*Directive:* Could you rewrite the listing below as a JSON list of strings, one string per line, with blank lines left out?

*Some records:*
start
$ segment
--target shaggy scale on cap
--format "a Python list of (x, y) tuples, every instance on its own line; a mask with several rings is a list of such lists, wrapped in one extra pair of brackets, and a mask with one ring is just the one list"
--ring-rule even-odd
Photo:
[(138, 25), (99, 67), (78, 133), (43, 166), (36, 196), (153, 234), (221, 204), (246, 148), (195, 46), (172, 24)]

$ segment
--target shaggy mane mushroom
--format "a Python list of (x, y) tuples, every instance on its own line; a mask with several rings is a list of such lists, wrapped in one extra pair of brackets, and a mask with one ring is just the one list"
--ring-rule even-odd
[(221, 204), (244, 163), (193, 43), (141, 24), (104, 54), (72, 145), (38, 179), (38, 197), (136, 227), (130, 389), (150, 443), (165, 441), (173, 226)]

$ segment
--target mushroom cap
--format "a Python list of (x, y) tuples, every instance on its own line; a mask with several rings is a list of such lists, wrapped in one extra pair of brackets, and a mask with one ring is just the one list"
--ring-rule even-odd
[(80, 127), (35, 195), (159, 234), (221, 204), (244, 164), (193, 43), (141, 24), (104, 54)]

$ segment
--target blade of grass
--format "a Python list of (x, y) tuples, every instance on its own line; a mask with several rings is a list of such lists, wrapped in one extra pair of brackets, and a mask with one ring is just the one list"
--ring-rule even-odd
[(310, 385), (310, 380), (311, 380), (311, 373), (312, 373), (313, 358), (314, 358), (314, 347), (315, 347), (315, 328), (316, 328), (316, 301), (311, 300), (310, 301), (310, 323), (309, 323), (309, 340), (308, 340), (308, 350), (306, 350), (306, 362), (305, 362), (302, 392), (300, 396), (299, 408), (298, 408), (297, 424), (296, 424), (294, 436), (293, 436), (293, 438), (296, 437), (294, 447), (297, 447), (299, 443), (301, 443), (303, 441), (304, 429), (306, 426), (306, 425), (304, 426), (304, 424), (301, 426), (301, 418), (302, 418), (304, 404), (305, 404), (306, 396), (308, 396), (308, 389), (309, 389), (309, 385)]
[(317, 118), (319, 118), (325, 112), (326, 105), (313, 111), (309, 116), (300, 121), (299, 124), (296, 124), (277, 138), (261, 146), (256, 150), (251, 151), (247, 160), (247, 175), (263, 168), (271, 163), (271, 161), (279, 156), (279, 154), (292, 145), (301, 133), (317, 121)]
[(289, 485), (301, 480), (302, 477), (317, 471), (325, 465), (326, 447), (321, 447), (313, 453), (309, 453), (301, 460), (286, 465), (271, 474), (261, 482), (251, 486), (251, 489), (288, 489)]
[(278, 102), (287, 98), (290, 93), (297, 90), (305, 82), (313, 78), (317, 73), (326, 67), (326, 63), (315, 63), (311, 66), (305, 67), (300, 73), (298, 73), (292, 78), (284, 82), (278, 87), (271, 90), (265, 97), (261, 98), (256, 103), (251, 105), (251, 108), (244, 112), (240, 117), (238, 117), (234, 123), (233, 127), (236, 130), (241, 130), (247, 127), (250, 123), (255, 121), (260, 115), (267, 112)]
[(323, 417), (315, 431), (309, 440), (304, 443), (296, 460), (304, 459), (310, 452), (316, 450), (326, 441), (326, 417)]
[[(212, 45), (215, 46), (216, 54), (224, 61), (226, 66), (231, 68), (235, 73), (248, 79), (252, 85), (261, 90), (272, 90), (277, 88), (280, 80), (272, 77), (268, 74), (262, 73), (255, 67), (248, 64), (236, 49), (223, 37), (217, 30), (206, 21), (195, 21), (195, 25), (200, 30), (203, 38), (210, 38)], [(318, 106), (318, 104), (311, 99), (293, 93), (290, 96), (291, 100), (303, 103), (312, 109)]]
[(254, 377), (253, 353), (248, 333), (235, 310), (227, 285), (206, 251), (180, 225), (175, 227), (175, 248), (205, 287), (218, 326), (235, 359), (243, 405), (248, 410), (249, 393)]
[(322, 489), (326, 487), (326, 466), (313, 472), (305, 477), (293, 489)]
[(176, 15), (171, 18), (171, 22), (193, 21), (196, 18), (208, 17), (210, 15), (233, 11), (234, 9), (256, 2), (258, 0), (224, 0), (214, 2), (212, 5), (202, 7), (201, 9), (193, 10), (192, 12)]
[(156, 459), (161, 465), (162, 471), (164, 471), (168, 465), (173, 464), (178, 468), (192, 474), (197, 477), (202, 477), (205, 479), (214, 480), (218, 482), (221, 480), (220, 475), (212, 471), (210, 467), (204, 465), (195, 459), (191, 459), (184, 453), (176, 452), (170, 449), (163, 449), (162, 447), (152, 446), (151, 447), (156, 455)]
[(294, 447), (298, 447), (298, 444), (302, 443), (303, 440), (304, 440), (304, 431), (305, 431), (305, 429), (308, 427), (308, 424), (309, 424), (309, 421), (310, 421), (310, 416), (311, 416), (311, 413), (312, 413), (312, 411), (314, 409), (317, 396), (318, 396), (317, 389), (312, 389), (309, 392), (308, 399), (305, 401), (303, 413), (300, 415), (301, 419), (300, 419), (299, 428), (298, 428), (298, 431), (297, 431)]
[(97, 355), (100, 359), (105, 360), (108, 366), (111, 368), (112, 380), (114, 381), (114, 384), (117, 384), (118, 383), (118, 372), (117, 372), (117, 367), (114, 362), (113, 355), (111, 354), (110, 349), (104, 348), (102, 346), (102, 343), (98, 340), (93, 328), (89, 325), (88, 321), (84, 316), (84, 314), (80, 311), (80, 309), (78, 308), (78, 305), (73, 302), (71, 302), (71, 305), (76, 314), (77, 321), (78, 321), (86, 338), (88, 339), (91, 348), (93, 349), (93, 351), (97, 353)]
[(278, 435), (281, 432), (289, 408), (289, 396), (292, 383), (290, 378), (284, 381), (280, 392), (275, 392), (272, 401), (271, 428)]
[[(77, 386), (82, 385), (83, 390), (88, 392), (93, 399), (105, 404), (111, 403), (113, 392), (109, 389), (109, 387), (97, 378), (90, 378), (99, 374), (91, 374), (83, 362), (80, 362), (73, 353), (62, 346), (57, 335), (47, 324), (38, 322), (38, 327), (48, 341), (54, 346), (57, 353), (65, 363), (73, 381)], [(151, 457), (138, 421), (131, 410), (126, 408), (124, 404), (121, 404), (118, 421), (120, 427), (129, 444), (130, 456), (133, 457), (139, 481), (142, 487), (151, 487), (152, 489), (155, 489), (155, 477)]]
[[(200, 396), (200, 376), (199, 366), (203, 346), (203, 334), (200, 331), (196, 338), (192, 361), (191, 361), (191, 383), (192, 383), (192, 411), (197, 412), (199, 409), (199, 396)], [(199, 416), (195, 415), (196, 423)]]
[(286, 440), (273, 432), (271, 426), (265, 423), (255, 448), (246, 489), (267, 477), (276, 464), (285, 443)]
end
*Full solution:*
[
  "$ segment",
  "--target shaggy scale on cap",
  "--format \"a Python list of (x, y) tuples, every instance on its own line; a mask with several rings is a list of such lists, wrapped in one extra pair of brackets, and a mask with one ring is just the one list\"",
  "--ring-rule even-odd",
  "Photo:",
  "[(138, 25), (99, 67), (78, 133), (43, 166), (36, 196), (153, 234), (221, 204), (246, 148), (195, 46), (172, 24)]",
  "$ segment",
  "--target shaggy mane mushroom",
  "--format \"a Python list of (x, y) tuples, every instance on its own line; a mask with several rings is a list of such lists, wrapped in one extra pair of brackets, and a mask with one ring is just the one list\"",
  "--ring-rule even-odd",
  "[(221, 204), (244, 163), (193, 43), (141, 24), (104, 54), (72, 145), (38, 179), (38, 197), (136, 227), (130, 389), (150, 443), (165, 441), (173, 226)]",
  "$ segment",
  "--target mushroom cap",
  "--format \"a Python list of (x, y) tuples, every instance on its own line; a mask with several rings is a list of such lists, wrapped in one extra pair of brackets, and a mask with one ring is just the one list\"",
  "--ring-rule even-odd",
  "[(80, 127), (35, 195), (159, 234), (221, 204), (244, 164), (193, 43), (141, 24), (104, 54)]",
  "$ segment",
  "--target blade of grass",
  "--format \"a Python list of (x, y) tuples, every instance on its own line; a mask with several rings is a list of such lists, wrapped in one extra pair of brackets, and a mask with one ring is just the one list\"",
  "--ring-rule even-odd",
  "[(310, 385), (310, 380), (311, 380), (311, 373), (312, 373), (313, 358), (314, 358), (314, 347), (315, 347), (315, 328), (316, 328), (316, 301), (311, 300), (310, 301), (310, 323), (309, 323), (309, 340), (308, 340), (308, 350), (306, 350), (306, 362), (305, 362), (302, 392), (300, 396), (299, 408), (298, 408), (297, 424), (296, 424), (294, 436), (293, 436), (293, 438), (296, 437), (294, 447), (297, 447), (299, 443), (301, 443), (303, 441), (304, 429), (306, 426), (306, 425), (304, 426), (304, 424), (301, 426), (301, 418), (302, 418), (304, 404), (305, 404), (306, 396), (308, 396), (308, 389), (309, 389), (309, 385)]",
  "[(317, 118), (319, 118), (325, 112), (326, 105), (313, 111), (309, 116), (300, 121), (299, 124), (296, 124), (277, 138), (261, 146), (256, 150), (251, 151), (247, 160), (247, 175), (263, 168), (271, 163), (271, 161), (279, 156), (279, 154), (292, 145), (301, 133), (317, 121)]",
  "[(289, 485), (301, 480), (302, 477), (317, 471), (325, 465), (326, 447), (321, 447), (313, 453), (309, 453), (301, 460), (286, 465), (271, 474), (261, 482), (251, 486), (251, 489), (288, 489)]",
  "[(278, 102), (287, 98), (290, 93), (297, 90), (305, 82), (313, 78), (317, 73), (326, 67), (326, 63), (315, 63), (311, 66), (305, 67), (300, 73), (298, 73), (292, 78), (284, 82), (278, 87), (271, 90), (265, 97), (261, 98), (256, 103), (251, 105), (251, 108), (244, 112), (240, 117), (238, 117), (234, 123), (233, 127), (236, 130), (241, 130), (247, 127), (250, 123), (255, 121), (260, 115), (267, 112)]",
  "[(323, 417), (315, 431), (309, 440), (304, 443), (296, 460), (304, 459), (310, 452), (316, 450), (326, 441), (326, 417)]",
  "[[(212, 45), (215, 46), (216, 54), (224, 61), (226, 66), (231, 68), (235, 73), (248, 79), (252, 85), (261, 90), (272, 90), (277, 88), (280, 80), (272, 77), (268, 74), (262, 73), (255, 67), (248, 64), (236, 49), (223, 37), (217, 30), (206, 21), (195, 21), (195, 25), (200, 30), (203, 38), (210, 38)], [(318, 106), (318, 104), (311, 99), (293, 93), (290, 96), (291, 100), (303, 103), (312, 109)]]",
  "[(254, 377), (253, 353), (248, 333), (235, 310), (227, 285), (206, 251), (180, 225), (175, 227), (175, 248), (205, 287), (218, 326), (235, 359), (243, 405), (248, 410), (249, 393)]",
  "[(322, 489), (326, 487), (326, 466), (313, 472), (305, 477), (293, 489)]",
  "[(176, 15), (171, 18), (171, 22), (193, 21), (196, 18), (208, 17), (210, 15), (233, 11), (234, 9), (256, 2), (258, 0), (224, 0), (214, 2), (212, 5), (202, 7), (201, 9), (193, 10), (192, 12)]",
  "[(156, 459), (161, 465), (162, 471), (164, 471), (168, 465), (173, 464), (178, 468), (192, 474), (197, 477), (202, 477), (205, 479), (214, 480), (218, 482), (221, 480), (220, 475), (212, 471), (210, 467), (204, 465), (195, 459), (191, 459), (184, 453), (176, 452), (170, 449), (163, 449), (162, 447), (152, 446), (151, 447), (156, 455)]",
  "[(294, 447), (298, 447), (298, 444), (302, 443), (303, 440), (304, 440), (304, 431), (305, 431), (305, 429), (308, 427), (308, 424), (309, 424), (309, 421), (310, 421), (310, 416), (311, 416), (311, 413), (312, 413), (312, 411), (314, 409), (317, 396), (318, 396), (317, 389), (312, 389), (309, 392), (308, 399), (305, 401), (303, 413), (300, 415), (301, 419), (300, 419), (299, 428), (298, 428), (298, 431), (297, 431)]",
  "[(97, 355), (100, 359), (105, 360), (108, 366), (111, 368), (112, 380), (114, 381), (114, 384), (117, 384), (118, 383), (118, 372), (117, 372), (117, 367), (114, 362), (113, 355), (111, 354), (110, 349), (104, 348), (102, 346), (102, 343), (98, 340), (93, 328), (89, 325), (88, 321), (84, 316), (84, 314), (80, 311), (80, 309), (78, 308), (78, 305), (73, 302), (71, 302), (71, 305), (76, 314), (77, 321), (78, 321), (86, 338), (88, 339), (91, 348), (93, 349), (93, 351), (97, 353)]",
  "[(278, 435), (281, 432), (289, 408), (289, 396), (292, 383), (290, 378), (284, 381), (280, 392), (275, 392), (272, 401), (271, 428)]",
  "[[(77, 386), (82, 385), (83, 390), (88, 392), (93, 399), (105, 404), (111, 403), (113, 392), (109, 389), (109, 387), (97, 378), (90, 378), (99, 374), (91, 374), (83, 362), (80, 362), (73, 353), (62, 346), (57, 335), (47, 324), (38, 322), (38, 327), (48, 341), (54, 346), (57, 353), (65, 363), (73, 381)], [(151, 457), (138, 421), (131, 410), (126, 408), (124, 404), (121, 404), (118, 421), (120, 427), (129, 444), (130, 456), (133, 457), (139, 481), (142, 487), (151, 487), (152, 489), (155, 489), (155, 477)]]",
  "[[(200, 396), (200, 376), (199, 366), (203, 346), (203, 334), (200, 331), (196, 338), (192, 361), (191, 361), (191, 383), (192, 383), (192, 411), (197, 412), (199, 409), (199, 396)], [(199, 416), (195, 415), (196, 423)]]",
  "[(286, 440), (273, 432), (271, 426), (265, 423), (255, 448), (246, 489), (267, 477), (276, 464), (285, 443)]"
]